Referring expression data
------------

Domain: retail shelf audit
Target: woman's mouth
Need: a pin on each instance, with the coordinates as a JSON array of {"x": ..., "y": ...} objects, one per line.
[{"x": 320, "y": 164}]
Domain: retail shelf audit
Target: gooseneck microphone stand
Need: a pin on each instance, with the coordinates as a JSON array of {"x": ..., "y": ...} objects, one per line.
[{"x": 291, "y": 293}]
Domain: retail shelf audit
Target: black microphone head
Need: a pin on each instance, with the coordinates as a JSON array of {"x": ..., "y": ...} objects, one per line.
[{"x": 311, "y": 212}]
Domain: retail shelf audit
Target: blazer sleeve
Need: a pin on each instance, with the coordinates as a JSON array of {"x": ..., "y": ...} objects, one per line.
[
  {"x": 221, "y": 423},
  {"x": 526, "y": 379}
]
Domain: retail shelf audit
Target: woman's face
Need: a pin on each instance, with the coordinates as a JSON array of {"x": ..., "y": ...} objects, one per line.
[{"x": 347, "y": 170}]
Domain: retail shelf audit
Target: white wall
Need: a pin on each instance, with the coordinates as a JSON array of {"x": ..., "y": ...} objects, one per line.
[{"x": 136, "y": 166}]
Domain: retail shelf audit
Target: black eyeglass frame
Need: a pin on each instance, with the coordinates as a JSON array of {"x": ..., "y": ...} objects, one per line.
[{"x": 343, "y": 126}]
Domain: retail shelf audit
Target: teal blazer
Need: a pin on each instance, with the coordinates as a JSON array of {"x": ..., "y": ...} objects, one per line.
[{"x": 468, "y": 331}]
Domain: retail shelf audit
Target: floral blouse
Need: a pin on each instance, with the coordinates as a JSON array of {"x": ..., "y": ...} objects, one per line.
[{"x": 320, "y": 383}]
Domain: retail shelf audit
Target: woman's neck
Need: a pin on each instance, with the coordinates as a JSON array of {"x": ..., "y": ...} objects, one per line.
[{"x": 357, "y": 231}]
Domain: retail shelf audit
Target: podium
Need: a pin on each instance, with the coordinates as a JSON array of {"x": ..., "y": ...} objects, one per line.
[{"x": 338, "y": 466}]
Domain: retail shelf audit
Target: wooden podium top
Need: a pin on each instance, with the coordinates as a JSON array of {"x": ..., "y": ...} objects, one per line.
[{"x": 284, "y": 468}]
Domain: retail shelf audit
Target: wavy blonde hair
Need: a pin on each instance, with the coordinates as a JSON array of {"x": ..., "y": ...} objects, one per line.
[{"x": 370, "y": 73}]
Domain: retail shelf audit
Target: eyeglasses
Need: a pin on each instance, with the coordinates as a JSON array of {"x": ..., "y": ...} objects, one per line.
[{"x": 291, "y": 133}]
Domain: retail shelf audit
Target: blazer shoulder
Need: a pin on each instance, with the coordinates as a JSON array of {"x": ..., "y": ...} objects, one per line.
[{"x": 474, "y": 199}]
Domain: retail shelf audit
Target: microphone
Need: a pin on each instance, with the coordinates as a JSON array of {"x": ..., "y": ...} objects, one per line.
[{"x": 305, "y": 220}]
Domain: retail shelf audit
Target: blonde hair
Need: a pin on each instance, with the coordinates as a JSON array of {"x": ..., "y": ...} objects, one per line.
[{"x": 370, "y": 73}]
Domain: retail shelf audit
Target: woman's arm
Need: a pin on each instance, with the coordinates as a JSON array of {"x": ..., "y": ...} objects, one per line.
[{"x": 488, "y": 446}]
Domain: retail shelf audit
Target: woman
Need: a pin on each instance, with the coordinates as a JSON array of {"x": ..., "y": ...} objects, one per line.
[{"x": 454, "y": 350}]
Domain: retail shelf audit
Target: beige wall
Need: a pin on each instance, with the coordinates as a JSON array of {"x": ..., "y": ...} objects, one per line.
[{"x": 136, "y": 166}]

------------

** WORK INSTRUCTIONS **
Looking at the entries above, say how many lines contain the word "hair". Only the number is wanted.

** RESPONSE TO THIS TASK **
2